— Start —

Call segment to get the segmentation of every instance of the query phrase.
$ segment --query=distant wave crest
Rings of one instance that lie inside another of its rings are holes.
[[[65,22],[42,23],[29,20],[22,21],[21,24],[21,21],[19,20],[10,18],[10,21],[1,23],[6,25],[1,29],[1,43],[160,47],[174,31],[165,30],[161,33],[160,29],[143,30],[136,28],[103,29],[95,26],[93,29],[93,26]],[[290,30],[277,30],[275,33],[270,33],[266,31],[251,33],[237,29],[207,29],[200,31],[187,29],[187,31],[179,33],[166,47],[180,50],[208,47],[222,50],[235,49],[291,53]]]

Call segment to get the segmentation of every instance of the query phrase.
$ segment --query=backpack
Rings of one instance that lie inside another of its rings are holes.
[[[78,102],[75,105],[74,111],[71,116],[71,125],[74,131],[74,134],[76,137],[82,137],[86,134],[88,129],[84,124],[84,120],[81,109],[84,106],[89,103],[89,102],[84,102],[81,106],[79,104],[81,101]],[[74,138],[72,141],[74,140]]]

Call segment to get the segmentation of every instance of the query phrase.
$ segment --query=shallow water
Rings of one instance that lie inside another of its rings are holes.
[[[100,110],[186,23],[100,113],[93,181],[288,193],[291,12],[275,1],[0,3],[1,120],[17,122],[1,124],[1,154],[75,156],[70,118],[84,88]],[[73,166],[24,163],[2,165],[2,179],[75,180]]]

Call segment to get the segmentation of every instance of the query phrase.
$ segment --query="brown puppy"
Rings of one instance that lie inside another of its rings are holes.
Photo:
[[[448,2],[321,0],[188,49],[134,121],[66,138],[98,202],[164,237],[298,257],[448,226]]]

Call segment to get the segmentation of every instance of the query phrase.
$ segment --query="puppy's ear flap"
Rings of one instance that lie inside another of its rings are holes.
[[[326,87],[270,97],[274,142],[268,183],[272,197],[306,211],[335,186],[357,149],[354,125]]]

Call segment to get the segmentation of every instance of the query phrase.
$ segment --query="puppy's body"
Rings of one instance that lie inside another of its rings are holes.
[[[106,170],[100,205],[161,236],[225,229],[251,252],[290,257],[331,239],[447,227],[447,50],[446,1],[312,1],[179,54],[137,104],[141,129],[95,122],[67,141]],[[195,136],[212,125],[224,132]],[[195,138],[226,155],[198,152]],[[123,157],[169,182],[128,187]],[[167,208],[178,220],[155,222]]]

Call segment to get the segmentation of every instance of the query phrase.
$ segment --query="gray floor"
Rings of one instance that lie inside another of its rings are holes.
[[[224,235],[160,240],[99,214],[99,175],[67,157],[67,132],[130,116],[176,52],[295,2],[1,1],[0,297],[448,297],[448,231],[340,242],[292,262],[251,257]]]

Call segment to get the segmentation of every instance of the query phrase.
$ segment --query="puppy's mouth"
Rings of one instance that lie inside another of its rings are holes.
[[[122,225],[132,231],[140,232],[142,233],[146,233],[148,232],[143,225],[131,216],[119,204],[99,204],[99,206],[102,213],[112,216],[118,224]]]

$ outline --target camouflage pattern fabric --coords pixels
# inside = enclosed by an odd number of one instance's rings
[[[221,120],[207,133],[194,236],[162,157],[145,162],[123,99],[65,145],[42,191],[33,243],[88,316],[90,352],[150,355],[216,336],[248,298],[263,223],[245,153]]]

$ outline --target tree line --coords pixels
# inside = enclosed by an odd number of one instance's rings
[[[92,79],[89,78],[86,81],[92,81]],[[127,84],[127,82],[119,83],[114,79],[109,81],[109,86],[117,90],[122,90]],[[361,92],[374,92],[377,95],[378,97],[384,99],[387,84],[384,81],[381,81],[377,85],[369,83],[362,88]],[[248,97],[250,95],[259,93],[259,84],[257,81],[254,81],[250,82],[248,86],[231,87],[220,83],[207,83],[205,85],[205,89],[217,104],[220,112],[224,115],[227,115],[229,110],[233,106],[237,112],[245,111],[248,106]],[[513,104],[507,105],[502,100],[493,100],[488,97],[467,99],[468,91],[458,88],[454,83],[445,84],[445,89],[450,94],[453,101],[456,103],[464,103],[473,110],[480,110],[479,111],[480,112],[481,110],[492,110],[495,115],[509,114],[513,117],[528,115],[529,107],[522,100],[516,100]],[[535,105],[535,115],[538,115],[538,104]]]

— End —

_Exercise description_
Report each line in the entries above that contains the word "outline".

_In response_
$ outline --target camouflage pattern fabric --coords pixels
$ outline --target tree line --coords pixels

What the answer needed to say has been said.